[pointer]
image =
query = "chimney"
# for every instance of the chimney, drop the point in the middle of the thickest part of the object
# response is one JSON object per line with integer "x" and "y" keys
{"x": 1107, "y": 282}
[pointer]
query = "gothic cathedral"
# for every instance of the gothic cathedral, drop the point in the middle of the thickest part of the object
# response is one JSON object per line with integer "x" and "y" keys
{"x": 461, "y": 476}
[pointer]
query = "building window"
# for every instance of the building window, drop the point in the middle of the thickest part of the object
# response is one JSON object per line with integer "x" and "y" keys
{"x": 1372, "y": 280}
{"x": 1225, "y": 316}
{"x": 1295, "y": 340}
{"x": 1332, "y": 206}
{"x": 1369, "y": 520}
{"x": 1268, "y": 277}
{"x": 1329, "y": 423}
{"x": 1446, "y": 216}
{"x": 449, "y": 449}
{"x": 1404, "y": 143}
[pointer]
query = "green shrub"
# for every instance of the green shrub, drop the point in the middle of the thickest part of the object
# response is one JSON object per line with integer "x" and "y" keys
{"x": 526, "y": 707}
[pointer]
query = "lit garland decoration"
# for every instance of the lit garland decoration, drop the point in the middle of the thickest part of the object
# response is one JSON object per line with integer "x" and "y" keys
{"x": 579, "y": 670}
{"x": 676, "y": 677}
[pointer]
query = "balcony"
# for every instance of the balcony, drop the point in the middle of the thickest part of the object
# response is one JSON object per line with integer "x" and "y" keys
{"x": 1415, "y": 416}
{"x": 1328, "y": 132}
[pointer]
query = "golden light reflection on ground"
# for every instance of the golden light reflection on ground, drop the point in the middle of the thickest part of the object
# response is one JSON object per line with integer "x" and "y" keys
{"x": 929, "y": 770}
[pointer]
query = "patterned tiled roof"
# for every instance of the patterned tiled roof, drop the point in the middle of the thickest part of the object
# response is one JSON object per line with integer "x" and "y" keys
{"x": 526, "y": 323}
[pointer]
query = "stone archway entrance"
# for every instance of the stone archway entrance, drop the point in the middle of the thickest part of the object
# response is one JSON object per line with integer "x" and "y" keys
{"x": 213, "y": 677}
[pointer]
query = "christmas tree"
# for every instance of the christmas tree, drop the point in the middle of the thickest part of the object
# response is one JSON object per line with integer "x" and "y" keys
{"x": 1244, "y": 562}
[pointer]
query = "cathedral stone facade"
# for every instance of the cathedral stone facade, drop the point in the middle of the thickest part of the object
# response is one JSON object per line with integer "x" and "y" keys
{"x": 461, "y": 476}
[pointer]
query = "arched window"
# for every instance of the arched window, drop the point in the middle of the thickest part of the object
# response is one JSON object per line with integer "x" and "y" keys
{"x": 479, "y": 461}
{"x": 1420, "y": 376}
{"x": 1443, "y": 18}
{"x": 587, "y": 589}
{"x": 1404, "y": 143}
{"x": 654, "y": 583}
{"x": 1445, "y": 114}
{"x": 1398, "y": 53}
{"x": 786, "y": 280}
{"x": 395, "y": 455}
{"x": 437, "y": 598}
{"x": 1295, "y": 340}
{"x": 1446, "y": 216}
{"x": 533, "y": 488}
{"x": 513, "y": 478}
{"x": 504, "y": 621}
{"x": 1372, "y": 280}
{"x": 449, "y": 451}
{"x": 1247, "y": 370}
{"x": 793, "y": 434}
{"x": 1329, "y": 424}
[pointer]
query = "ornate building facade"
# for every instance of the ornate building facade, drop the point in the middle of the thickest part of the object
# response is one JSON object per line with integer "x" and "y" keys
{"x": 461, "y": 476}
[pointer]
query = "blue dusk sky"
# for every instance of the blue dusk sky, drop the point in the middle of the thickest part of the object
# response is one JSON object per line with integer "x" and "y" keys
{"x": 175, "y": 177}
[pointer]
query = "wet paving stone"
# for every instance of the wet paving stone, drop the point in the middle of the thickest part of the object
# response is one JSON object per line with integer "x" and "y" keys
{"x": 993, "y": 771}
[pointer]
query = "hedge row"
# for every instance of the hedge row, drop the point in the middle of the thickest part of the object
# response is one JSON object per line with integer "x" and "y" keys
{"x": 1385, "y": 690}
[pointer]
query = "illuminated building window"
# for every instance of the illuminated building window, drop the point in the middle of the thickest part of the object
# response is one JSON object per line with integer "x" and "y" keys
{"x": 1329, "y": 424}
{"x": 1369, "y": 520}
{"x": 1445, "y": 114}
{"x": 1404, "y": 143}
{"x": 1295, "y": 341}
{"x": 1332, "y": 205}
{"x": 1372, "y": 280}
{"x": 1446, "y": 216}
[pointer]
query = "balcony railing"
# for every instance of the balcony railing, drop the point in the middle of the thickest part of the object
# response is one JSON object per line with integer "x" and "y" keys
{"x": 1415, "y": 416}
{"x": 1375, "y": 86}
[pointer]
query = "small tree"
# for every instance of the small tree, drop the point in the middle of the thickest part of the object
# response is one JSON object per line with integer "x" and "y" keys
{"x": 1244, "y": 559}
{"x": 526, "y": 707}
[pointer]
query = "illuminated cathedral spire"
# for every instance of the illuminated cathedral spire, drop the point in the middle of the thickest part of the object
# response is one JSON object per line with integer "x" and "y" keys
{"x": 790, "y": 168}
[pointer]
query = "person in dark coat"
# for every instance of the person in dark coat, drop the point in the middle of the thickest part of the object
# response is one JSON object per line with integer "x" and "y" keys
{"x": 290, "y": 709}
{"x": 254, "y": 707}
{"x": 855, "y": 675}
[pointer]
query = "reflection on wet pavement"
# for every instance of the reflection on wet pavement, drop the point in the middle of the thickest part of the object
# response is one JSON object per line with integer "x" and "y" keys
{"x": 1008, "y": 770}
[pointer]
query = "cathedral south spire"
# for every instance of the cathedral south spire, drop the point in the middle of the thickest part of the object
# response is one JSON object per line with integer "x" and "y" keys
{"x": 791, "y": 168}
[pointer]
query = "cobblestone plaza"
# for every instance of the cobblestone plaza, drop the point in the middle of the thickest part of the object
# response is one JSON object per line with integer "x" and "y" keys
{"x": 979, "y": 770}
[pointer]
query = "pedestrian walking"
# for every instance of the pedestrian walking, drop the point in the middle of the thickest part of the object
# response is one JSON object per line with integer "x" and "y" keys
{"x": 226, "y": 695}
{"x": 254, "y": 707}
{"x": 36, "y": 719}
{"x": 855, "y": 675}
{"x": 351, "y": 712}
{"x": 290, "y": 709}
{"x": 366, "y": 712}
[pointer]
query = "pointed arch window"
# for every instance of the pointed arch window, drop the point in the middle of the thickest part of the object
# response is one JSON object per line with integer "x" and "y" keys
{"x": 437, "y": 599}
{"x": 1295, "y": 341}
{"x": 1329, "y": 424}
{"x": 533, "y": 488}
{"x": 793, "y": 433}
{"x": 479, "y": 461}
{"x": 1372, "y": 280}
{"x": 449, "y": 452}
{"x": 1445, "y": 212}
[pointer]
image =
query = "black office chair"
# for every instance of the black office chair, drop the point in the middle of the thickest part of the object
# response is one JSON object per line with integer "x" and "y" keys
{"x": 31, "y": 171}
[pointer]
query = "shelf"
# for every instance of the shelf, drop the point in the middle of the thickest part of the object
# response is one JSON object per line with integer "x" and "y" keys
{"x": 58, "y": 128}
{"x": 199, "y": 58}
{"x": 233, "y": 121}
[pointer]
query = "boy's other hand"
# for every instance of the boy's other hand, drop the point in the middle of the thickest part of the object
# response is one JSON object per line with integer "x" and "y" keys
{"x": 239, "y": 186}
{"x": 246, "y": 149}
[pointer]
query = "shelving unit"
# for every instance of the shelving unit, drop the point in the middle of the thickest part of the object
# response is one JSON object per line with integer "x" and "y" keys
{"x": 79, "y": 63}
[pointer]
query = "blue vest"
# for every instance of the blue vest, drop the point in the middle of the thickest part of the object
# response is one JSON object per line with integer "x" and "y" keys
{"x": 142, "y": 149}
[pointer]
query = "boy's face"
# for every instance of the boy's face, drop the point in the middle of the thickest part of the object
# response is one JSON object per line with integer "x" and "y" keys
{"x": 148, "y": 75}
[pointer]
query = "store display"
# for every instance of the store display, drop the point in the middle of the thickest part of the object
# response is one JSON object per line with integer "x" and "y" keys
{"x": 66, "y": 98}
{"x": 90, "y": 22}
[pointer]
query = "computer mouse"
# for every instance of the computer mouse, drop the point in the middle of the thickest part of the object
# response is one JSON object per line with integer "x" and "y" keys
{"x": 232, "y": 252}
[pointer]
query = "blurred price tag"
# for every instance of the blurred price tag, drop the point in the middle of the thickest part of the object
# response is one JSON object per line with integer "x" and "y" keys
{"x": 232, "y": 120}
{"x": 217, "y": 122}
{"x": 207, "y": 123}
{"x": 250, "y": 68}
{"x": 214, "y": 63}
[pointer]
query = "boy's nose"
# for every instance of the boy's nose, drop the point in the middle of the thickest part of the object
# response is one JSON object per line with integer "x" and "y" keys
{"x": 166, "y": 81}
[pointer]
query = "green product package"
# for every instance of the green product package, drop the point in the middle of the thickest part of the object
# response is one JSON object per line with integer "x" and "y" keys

[INSTRUCTIONS FOR THE TASK]: From the entries above, pick out every line in which the word "blue" appears.

[WORKED SOLUTION]:
query = "blue dusk sky"
# for every instance of the blue dusk sky, drop the point in the middle of the thickest part of the object
query = "blue vest"
# for every instance of the blue vest, drop the point in the middle of the thickest part of the object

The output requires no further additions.